Year 4 BC was a common year starting on Tuesday or Wednesday (link will display the full calendar) of the Julian calendar (the sources differ, see leap year error for further information) and a common year starting on Monday of the Proleptic Julian calendar. At the time, it was known as the Year of the Consulship of Sabinus and Rufus (or, less frequently, year 750 Ab urbe condita). The denomination 4 BC for this year has been used since the early medieval period, when the Anno Domini calendar era became the prevalent method in Europe for naming years.

Events

By place

Roman Empire 
 c. March – Upon the death of Herod the Great, there is unrest in his client kingdom of Judea. His son, Herod Archelaus, becomes the new ruler. Herod Antipas becomes tetrarch of Galilee and Perea. The Governor of Syria, Publius Quintilius Varus, assembles three of his four legions, including Legio X Fretensis, and marches down to Jerusalem from Antioch to restore order. He crucifies 2,000 Jewish rebels.

Asia 
 c. October – The Naikū of Ise Grand Shrine is founded in Japan, according to chapter 6 of Nihon Shoki.

------------------------------------------------------------------------

[What is asked]:
1) In the 4 BC article, how many Jewish rebels does Publius Quintilius Varus crucify?
2) Resume the 4 BC article after its last line, carrying on in the same format.

------------------------------------------------------------------------

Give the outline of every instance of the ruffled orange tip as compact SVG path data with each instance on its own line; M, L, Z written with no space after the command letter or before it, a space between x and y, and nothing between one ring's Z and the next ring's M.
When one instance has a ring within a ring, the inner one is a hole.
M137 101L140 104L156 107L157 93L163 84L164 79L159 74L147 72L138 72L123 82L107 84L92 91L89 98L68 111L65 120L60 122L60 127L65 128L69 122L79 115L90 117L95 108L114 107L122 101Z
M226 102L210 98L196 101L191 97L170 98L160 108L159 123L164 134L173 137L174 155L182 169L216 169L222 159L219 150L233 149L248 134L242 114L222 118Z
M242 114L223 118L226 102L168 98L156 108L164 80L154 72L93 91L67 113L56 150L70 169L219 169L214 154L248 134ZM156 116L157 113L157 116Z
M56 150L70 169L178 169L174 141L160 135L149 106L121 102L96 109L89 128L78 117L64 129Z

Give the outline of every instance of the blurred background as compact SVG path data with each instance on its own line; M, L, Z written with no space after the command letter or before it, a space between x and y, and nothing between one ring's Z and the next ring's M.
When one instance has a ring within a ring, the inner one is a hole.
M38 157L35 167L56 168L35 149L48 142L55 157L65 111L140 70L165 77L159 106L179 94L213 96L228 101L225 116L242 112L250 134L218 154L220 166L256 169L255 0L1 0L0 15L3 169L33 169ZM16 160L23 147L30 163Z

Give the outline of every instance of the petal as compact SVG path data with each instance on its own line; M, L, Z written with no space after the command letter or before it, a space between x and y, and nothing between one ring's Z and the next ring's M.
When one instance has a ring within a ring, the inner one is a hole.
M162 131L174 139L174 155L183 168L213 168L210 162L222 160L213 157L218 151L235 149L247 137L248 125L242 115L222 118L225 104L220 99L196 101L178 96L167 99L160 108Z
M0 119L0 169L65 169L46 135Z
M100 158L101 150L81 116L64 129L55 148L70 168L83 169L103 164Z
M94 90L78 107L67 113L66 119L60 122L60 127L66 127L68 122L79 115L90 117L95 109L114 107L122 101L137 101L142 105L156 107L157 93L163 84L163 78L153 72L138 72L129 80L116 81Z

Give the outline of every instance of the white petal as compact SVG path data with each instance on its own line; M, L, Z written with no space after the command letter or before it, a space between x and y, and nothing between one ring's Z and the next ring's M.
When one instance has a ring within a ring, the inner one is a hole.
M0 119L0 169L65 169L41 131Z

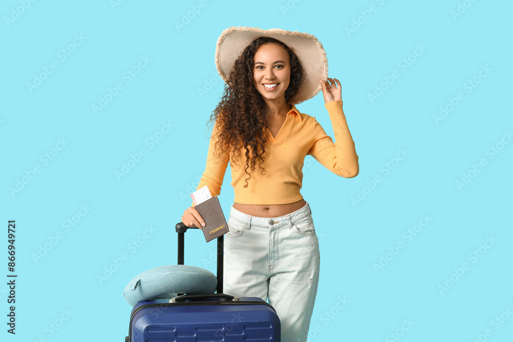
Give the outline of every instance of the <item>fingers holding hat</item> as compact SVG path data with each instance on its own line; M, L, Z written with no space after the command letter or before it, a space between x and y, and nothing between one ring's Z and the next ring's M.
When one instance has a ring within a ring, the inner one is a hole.
M323 82L322 79L319 79L319 82L322 87L322 94L324 97L325 103L342 99L342 89L341 89L342 86L338 79L335 78L333 80L331 77L328 77L325 82Z

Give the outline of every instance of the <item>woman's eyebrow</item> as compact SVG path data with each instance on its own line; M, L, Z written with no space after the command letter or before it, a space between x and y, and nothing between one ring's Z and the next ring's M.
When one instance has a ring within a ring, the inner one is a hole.
M285 63L285 62L283 62L283 61L277 61L276 62L275 62L274 63L273 63L273 64L276 64L277 63ZM264 63L263 62L256 62L256 63L255 63L255 65L256 65L257 64L264 64L264 65L265 65L265 63Z

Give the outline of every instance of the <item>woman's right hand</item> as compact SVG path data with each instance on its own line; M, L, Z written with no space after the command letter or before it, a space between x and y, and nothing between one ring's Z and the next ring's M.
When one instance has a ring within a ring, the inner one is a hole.
M182 216L182 222L187 227L191 228L196 227L201 229L202 225L203 227L205 226L205 221L198 210L192 206L185 209L184 215Z

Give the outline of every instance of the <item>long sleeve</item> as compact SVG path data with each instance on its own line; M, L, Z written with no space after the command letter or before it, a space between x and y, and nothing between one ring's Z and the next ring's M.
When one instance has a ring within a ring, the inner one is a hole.
M207 164L205 172L203 172L200 183L196 188L196 190L198 190L206 185L208 187L208 190L210 191L210 194L212 197L221 193L223 179L224 178L226 167L229 160L228 151L222 154L221 158L217 157L220 151L219 149L221 147L218 146L218 149L216 150L214 149L214 146L217 139L217 134L220 131L218 122L216 120L212 130L210 142L208 145L208 154L207 155ZM193 203L191 204L191 206L193 207L195 206Z
M358 155L342 110L342 100L324 104L335 134L335 143L313 118L315 142L307 154L312 155L332 172L341 177L352 178L360 172Z

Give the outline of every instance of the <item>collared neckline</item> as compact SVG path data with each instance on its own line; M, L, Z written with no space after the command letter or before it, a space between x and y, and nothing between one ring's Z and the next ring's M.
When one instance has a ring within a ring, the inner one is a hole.
M269 130L268 128L266 128L269 133L269 142L273 145L281 145L283 140L285 140L285 137L286 137L288 134L289 131L290 130L290 128L292 127L294 116L297 117L300 122L303 121L303 118L300 111L298 110L298 109L295 108L295 106L293 104L291 104L291 105L292 106L292 108L290 109L290 110L287 112L287 115L285 116L285 120L284 122L283 125L282 125L282 127L280 129L280 131L278 132L278 134L276 135L275 137L272 136L272 134L271 134L271 131ZM294 115L294 114L295 114L295 115ZM289 114L290 115L289 115Z

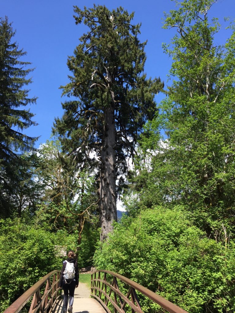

------------------------------------------------------------------------

[Responses per task]:
1) 2,000.

2)
 Namhae becomes king of the Korean kingdom of Silla.

Births 
 c. Possible months being June or October (due to convergence of Jupiter and Saturn forming the star of Bethlehem at his birth) – Jesus, Son of God who becomes the central figure of messianic Israelites and Christianity (d. AD 30 or AD 33). 
 Approximate date – Seneca the Younger, Córdoban-born Roman Stoic philosopher, statesman and dramatist (d. AD 65)

Deaths 
 March or April – Herod the Great, king of Judea (b. 73 BC)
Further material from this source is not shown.